▸ **INSTRUCTIONS TO FOLLOW**: Each record below should appear again exactly as written.
··· AVAILABLE DATA ···
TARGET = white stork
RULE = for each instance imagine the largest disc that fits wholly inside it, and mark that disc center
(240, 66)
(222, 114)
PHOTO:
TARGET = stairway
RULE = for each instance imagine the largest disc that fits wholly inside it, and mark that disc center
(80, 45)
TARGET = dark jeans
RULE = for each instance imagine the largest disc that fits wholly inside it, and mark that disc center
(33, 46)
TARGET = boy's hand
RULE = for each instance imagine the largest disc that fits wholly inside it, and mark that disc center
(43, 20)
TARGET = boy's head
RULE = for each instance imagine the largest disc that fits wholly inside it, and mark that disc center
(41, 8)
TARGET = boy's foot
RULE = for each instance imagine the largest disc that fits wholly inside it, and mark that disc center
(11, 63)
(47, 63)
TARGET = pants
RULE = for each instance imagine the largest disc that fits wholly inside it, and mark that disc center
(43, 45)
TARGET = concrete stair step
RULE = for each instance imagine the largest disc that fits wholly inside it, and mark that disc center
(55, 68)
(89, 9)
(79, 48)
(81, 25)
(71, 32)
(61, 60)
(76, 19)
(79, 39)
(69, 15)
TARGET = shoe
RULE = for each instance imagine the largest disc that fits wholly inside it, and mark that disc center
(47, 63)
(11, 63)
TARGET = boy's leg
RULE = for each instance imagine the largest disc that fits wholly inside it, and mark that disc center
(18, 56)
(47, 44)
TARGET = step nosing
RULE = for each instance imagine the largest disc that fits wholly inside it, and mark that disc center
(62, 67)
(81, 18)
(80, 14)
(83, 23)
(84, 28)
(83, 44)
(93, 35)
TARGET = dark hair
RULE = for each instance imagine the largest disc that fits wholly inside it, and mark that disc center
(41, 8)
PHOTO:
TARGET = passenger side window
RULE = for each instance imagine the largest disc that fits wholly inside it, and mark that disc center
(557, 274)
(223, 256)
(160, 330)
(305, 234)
···
▸ **RESPONSE TO THE EXERCISE**:
TARGET = white stork
RULE = for each instance imagine the largest disc that fits wholly inside it, and mark that disc center
(240, 66)
(222, 114)
PHOTO:
TARGET = stairway
RULE = for each instance imagine the largest disc that fits wholly inside it, and mark that disc center
(80, 45)
TARGET = dark jeans
RULE = for each instance imagine the largest disc that fits wholly inside it, and mark that disc center
(33, 46)
TARGET = boy's hand
RULE = for each instance imagine the largest disc that fits wholly inside it, and mark that disc center
(43, 20)
TARGET = boy's head
RULE = for each instance imagine the largest disc that fits wholly inside it, and mark that disc center
(41, 8)
TARGET = boy's foot
RULE = for each instance imagine the largest disc that fits wholly inside it, and mark that disc center
(11, 63)
(47, 63)
TARGET = pants
RULE = for each instance imagine the largest disc that fits wholly inside it, and mark that disc center
(43, 45)
TARGET = concrete stair step
RULE = for each instance imagine the largest disc that fits wholly inside it, and mark that disc center
(55, 68)
(89, 9)
(79, 48)
(81, 25)
(71, 32)
(61, 60)
(76, 19)
(79, 39)
(69, 15)
TARGET = shoe
RULE = for each instance imagine the largest disc that fits wholly inside it, and mark that disc center
(47, 63)
(11, 63)
TARGET = boy's leg
RULE = for each instance imagine the largest disc that fits wholly inside it, and mark that disc center
(18, 56)
(47, 44)
TARGET = step nosing
RULE = for each instance imagine the largest disc that fits wholly inside it, and mark that disc center
(62, 67)
(81, 18)
(80, 14)
(83, 23)
(84, 28)
(83, 44)
(93, 35)
TARGET = dark hair
RULE = for each instance imagine the largest disc that fits wholly inside it, and mark that disc center
(41, 8)
PHOTO:
TARGET = passenger side window
RULE = for each instance imagine the largest disc that fits wholly inside it, and mark that disc center
(557, 274)
(223, 256)
(160, 330)
(305, 234)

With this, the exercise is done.